* [Goal]:
Can you set down, with no changes, the lines from the one containing "For the scouting record, return for every instance of the door" through the end of the items?

Position annotation items
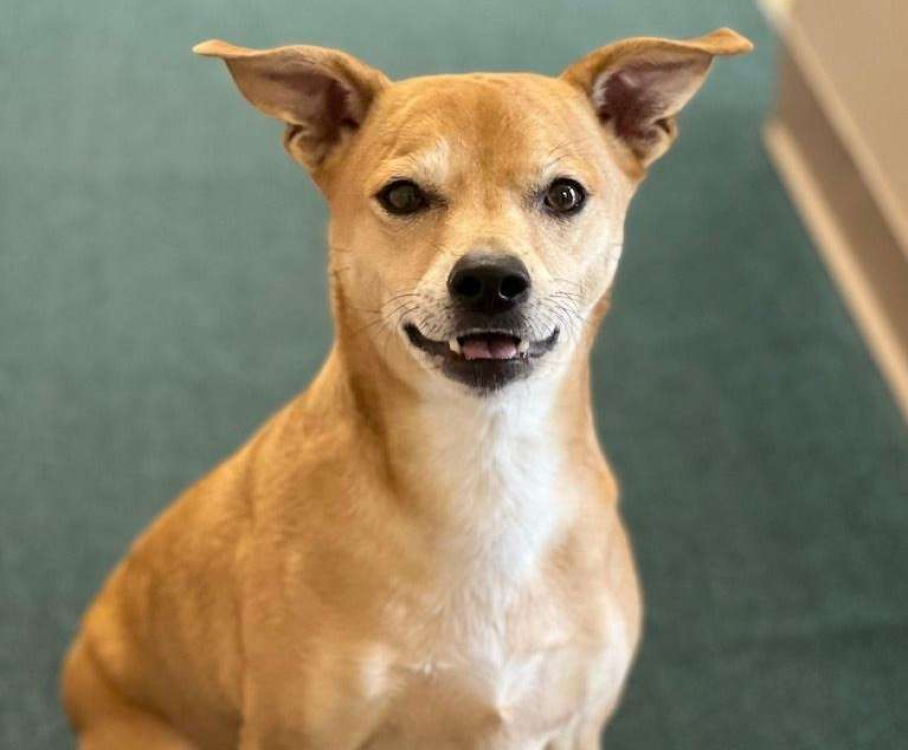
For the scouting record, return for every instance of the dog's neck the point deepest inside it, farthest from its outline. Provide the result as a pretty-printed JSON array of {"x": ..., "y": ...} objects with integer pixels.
[{"x": 491, "y": 474}]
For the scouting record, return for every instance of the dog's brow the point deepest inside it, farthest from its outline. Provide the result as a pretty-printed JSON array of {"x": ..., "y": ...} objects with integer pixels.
[{"x": 427, "y": 166}]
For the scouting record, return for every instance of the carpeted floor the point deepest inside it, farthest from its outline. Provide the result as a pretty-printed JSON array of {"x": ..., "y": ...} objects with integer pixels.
[{"x": 161, "y": 292}]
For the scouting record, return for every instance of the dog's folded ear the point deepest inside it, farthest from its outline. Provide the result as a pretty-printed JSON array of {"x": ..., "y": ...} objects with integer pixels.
[
  {"x": 321, "y": 94},
  {"x": 637, "y": 86}
]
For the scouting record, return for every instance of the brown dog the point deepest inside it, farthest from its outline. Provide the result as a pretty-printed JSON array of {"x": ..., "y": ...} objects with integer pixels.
[{"x": 424, "y": 549}]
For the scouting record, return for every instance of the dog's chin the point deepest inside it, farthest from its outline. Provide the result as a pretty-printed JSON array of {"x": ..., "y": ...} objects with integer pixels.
[{"x": 484, "y": 360}]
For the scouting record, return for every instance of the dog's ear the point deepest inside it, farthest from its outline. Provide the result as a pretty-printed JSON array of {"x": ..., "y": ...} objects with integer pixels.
[
  {"x": 321, "y": 94},
  {"x": 637, "y": 86}
]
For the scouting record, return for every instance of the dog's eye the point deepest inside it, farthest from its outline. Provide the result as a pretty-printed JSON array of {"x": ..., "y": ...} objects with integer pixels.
[
  {"x": 564, "y": 196},
  {"x": 402, "y": 197}
]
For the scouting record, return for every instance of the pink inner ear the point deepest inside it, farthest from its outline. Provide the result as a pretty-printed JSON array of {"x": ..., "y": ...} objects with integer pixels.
[
  {"x": 636, "y": 97},
  {"x": 321, "y": 100}
]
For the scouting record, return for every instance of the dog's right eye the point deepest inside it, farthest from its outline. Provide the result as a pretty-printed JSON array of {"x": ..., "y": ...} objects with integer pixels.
[{"x": 402, "y": 198}]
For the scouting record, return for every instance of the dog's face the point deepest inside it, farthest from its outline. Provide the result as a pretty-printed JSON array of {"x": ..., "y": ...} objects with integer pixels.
[{"x": 476, "y": 220}]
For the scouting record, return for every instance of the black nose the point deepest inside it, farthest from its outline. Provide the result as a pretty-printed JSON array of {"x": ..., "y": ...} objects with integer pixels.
[{"x": 489, "y": 283}]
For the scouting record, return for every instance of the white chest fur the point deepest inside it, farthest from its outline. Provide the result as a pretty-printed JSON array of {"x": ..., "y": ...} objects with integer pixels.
[{"x": 491, "y": 658}]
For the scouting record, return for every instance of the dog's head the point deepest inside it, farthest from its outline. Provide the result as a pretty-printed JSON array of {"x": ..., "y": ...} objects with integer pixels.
[{"x": 476, "y": 220}]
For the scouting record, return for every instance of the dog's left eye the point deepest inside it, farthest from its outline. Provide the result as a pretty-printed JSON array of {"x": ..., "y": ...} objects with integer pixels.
[
  {"x": 402, "y": 197},
  {"x": 564, "y": 196}
]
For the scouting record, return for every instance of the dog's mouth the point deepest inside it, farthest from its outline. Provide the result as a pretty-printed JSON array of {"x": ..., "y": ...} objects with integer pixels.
[{"x": 484, "y": 359}]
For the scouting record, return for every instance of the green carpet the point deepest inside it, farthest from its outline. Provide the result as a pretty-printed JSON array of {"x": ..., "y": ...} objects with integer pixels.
[{"x": 161, "y": 292}]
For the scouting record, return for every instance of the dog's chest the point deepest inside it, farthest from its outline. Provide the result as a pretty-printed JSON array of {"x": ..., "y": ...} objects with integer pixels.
[{"x": 495, "y": 654}]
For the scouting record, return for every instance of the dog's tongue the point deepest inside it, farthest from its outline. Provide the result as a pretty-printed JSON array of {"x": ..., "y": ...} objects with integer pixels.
[{"x": 489, "y": 347}]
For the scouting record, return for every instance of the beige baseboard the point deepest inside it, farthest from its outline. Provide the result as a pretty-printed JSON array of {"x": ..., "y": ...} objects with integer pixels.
[{"x": 855, "y": 240}]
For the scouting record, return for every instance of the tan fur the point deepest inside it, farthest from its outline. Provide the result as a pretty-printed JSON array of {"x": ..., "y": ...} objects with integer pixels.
[{"x": 391, "y": 561}]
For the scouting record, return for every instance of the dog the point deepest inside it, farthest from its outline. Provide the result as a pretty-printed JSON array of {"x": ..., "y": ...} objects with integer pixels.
[{"x": 424, "y": 549}]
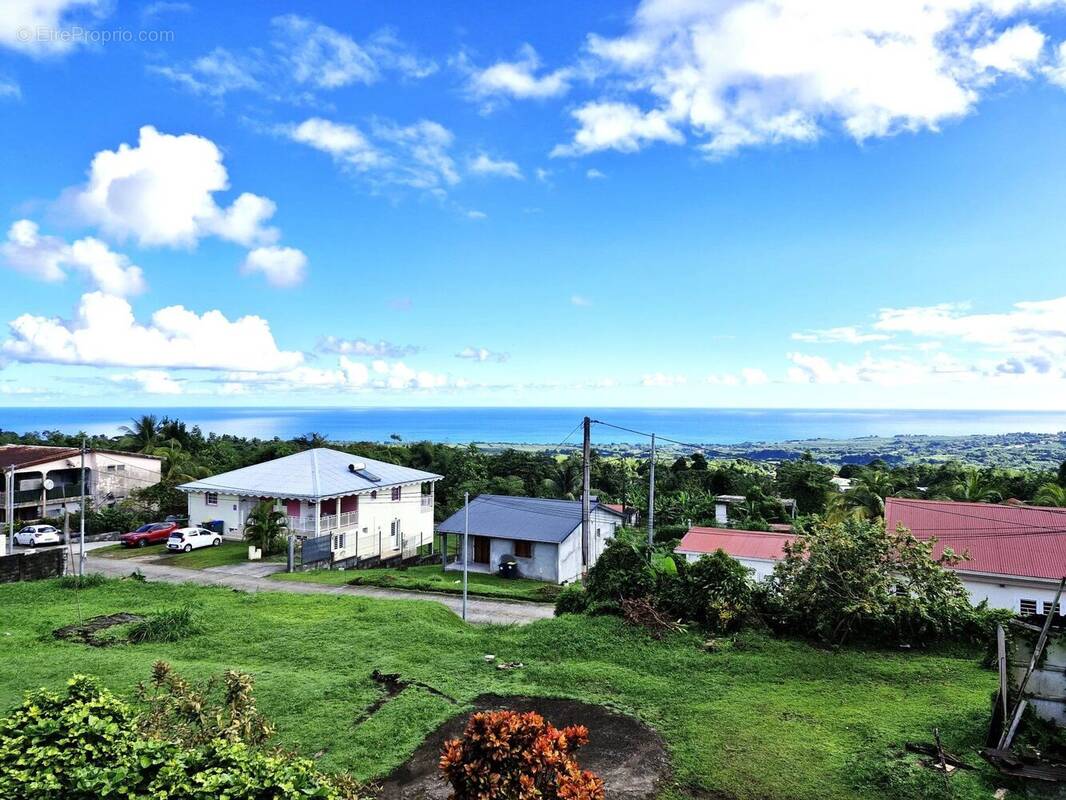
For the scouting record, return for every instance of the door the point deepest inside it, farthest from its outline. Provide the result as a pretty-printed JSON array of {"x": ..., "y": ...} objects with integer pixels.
[{"x": 481, "y": 549}]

* [Answer to this problem]:
For the scouting record, return for every instance of the door the point deepest inside it, farthest from its outline. Provide the result as a pretty-printed JSON array of {"x": ..., "y": ...} objects with integer pixels.
[{"x": 481, "y": 549}]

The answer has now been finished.